# Given passage
>>

How Does the Ecommerce Customer Experience Work?

Before we dive into how to improve your ecommerce customer experience, let’s first define what it is.

In ecommerce, CX is everything that happens between the time a customer first arrives at your website and the moment they leave (hopefully with a purchase). This includes everything from navigation and site design to product descriptions, checkout process, and customer service.

Basically, if it’s something a customer experiences on your website, it’s part of your ecommerce customer experience.

And while you might think that the customer experience is all about making sure customers can find what they’re looking for and check out quickly, there’s actually a lot more to it than that.

Think about it this way: the customer experience is the sum of all the interactions a customer has with your brand, both online and offline. And while you might not be able to control everything, there are a lot of tactics you can use to ensure that everything you can control contributes to a positive CX. 

Why Is Customer Experience Important?

Beyond what we mentioned at the beginning of this post, customer experience can have a lot of knock-on effects whether it’s positive or negative.

Customers have more choices than ever before. If they don’t like the way your website looks or the way your products are described, they can easily find another store that better meets their needs. And unless your product is an innovative new product that can’t be found anywhere else, chances are they will.

89% of customers would switch brands due to a single bad instance, and CX accounts for around 60% of all brand loyalty.

<<

# Task set
[A] In the passage on ecommerce customer experience, quote the text from "Why Is Customer" up to and including "are they will.".
[B] Render this sentence from the ecommerce customer experience passage in French: "Basically, if it’s something a customer experiences on your website, it’s part of your ecommerce customer experience."

# Material provided

>>

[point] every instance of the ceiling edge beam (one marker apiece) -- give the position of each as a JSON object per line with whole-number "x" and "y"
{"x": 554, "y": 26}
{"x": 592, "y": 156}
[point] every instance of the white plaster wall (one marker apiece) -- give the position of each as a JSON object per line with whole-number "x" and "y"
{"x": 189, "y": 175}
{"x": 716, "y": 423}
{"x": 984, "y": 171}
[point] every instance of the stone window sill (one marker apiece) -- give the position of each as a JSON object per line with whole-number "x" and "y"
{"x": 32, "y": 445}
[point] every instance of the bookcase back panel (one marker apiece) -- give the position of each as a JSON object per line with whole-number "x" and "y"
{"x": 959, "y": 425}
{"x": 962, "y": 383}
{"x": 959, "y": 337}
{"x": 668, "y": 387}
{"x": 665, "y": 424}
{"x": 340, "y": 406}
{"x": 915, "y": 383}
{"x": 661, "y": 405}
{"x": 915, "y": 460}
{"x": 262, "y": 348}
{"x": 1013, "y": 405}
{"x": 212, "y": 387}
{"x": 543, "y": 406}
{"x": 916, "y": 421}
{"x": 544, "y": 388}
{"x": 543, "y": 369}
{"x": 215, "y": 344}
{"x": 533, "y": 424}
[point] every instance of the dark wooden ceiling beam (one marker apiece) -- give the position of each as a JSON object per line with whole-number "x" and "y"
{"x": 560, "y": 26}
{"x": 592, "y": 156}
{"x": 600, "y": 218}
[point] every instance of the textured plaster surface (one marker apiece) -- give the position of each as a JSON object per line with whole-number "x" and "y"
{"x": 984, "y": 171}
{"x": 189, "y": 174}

<<

# Written answers
[A]
Why Is Customer Experience Important?

Beyond what we mentioned at the beginning of this post, customer experience can have a lot of knock-on effects whether it’s positive or negative.

Customers have more choices than ever before. If they don’t like the way your website looks or the way your products are described, they can easily find another store that better meets their needs. And unless your product is an innovative new product that can’t be found anywhere else, chances are they will.

[B] En gros, si c’est quelque chose qu’un client vit sur votre site web, cela fait partie de votre expérience client en e-commerce.